Can you write what comes next in the article on gratitude and health, picking up after its last paragraph?

=== Supplied passage ===
▼▼▼

By Dr. Nasha Winters, ND, FABNO
November ushers in the season of Thanksgiving and reminds us all to give thanks for our blessings. Even when we are in our darkest hour—struggling with our health, our finances, or our relationships—we can still find relief in gratitude. My 27-year journey with cancer has not always been a picture-perfect image of blessings. But when I can place my attention on the good things in my life, my spirits rise.
At this moment, I am grateful for the positive changes happening in the field of integrative oncology. I am grateful that our book (The Metabolic Approach to Cancer) has reached more than 25,000 individuals around the globe. I am grateful for the opportunities I have had this year to attend health conferences, speak at summits, and share a message of hope on over a hundred podcasts. I am grateful for my clients who have allowed me into their lives at the most intimate times of their lives.
While I know, intuitively, that gratitude is good for the soul, I took some time to look into how gratitude might benefit health. Read on the learn what I found out. I’ve also included five ways that you can purposely cultivate more gratitude in your life.
Gratitude and Health
Many studies have explored the social, emotional, and even physical effects of gratitude. A study of 67 women with breast cancer assessed what would happen with 6-weeks of keeping a gratitude journal. Compared with the women who did not journal, those who kept a gratitude journal pursued more meaningful goals in their lives, had less death-related fear of cancer recurrence, and experienced a better quality of life.
Gratitude has been shown to improve quality of life not only in women with cancer but also in other chronic conditions, such as psychological illnesses and fibromyalgia. Gratitude is related to better mood and sleep, less fatigue, and a lower risk of developing depression over time. One study found that an 8-week exercise of gratitude journaling reduced biomarkers of inflammation.
Gratitude Can Be Learned
You might be wondering if you can train yourself to feel more gratitude. The research says you can! Studies using functional MRI have found that gratitude activates specific patterns of neuronal connections in the brain. A recent study found that 3-weeks of gratitude journaling increased these very neuronal patterns. This means that anybody who wants to cultivate gratitude can reap its benefits.

▲▲▲

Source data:

▼▼▼

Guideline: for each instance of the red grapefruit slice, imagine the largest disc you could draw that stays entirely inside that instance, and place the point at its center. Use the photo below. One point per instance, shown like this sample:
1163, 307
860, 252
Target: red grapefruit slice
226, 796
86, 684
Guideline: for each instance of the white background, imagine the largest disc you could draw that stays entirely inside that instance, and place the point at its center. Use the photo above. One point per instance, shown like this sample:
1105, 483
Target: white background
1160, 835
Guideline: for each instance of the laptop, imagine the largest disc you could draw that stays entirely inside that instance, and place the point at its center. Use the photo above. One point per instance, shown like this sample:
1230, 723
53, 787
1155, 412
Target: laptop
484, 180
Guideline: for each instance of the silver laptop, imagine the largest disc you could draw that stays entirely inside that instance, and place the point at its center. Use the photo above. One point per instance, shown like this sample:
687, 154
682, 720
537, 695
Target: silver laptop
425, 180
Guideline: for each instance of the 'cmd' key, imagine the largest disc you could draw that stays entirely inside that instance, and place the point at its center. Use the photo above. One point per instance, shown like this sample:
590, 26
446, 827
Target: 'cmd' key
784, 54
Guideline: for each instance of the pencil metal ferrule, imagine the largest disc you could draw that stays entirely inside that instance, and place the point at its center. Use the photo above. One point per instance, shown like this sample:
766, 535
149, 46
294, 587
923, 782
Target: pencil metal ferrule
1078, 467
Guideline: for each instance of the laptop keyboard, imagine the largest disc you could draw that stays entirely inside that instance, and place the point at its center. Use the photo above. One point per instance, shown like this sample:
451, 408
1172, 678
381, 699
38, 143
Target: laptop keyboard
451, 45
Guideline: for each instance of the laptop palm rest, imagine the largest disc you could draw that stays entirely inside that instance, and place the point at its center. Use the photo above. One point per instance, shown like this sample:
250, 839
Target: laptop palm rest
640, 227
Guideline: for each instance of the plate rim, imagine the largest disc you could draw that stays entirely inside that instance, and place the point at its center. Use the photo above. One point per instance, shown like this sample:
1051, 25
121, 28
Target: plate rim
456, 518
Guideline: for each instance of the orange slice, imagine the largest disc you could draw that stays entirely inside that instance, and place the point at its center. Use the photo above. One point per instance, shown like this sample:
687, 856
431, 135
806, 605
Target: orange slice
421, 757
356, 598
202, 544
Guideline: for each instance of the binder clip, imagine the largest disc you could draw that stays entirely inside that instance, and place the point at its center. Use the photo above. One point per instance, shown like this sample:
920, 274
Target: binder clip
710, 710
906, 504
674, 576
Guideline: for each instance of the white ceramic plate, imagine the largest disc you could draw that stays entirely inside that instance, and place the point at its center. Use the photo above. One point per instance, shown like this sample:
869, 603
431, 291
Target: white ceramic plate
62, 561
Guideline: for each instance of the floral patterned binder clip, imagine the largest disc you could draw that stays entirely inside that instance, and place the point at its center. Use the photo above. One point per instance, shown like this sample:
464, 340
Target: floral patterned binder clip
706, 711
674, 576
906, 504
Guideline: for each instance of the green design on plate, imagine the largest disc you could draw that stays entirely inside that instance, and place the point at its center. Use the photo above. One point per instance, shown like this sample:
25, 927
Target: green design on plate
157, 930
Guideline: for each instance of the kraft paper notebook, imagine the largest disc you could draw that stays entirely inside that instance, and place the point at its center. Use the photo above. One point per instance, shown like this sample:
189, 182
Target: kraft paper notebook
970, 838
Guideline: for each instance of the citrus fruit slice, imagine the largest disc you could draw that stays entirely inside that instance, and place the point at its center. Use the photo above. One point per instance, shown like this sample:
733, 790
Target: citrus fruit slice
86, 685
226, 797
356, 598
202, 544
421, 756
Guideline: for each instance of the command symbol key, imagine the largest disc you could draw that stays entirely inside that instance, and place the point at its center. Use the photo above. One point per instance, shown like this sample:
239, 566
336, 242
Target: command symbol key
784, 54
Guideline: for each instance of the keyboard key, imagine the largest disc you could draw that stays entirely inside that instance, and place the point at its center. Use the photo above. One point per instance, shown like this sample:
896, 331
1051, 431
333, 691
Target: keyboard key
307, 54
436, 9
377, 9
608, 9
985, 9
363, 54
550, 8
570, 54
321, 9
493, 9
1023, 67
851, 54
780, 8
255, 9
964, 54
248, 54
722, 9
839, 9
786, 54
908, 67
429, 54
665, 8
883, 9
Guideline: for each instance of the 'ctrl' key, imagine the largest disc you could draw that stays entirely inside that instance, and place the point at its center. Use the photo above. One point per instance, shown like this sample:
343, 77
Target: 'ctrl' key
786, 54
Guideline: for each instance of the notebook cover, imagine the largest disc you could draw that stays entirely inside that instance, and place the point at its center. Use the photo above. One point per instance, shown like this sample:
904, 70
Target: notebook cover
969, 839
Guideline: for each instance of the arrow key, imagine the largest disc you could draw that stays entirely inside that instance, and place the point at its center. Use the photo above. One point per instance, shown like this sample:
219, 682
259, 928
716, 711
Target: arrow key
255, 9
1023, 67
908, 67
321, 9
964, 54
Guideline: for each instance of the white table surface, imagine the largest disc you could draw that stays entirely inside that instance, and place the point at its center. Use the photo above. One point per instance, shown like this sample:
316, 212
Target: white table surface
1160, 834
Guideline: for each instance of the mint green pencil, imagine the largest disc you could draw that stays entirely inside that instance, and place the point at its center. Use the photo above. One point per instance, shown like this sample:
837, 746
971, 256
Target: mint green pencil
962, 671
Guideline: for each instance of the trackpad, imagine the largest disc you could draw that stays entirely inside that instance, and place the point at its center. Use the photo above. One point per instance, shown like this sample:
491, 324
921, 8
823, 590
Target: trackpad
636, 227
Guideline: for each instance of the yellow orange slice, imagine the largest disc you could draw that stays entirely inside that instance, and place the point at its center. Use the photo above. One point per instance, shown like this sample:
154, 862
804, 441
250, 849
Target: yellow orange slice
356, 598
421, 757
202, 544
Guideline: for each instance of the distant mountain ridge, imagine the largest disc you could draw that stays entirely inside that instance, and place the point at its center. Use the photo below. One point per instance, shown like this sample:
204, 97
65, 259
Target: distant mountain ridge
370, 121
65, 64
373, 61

▲▲▲

=== Output below ===
One word of warning. The emotional response to gratitude is complex. You might expect that cultivating gratitude would lead to happier and more content feelings. That is true, but it’s not always so simple. Three studies recently looked at the immediate change of emotions after being prompted to recall or express gratitude. The studies found that gratitude elicited mixed emotions—of feeling both uplifted and indebted to others. Be aware that gratitude might trigger a multitude of emotions to bubble up.
5 Ways to Cultivate Gratitude
1. Keep a Gratitude Journal
Keeping a gratitude journal is the most common process that is used in research studies to encourage gratitude. This type of journaling can be short and sweet. Set aside a few minutes each morning or night to jot down one, two, or three things you feel grateful for.
2. Use Sticky Notes
Sometimes we need gentle reminders. Write down some of the things you are grateful for and leave them on sticky notes on your bathroom mirror, on your desk, on your bedside table, or in your car. You can also leave notes that remind you to give thanks. These notes can be as simple as stating, ”give thanks” or “what are you grateful for?”
3. Give a Compliment
Make it a point to give at least one compliment to another person each day. This will bring your awareness to the goodness in others and cultivate a deeper sense of appreciation for them.
4. Keep a Gratitude Jar
A gratitude jar is similar to a gratitude journal. Find a nice bucket or jar (a mason jar works well) and decorate it as you like. Cut up scraps of paper to fill the jar. Make a note each day of something you feel grateful for, and drop it in the jar.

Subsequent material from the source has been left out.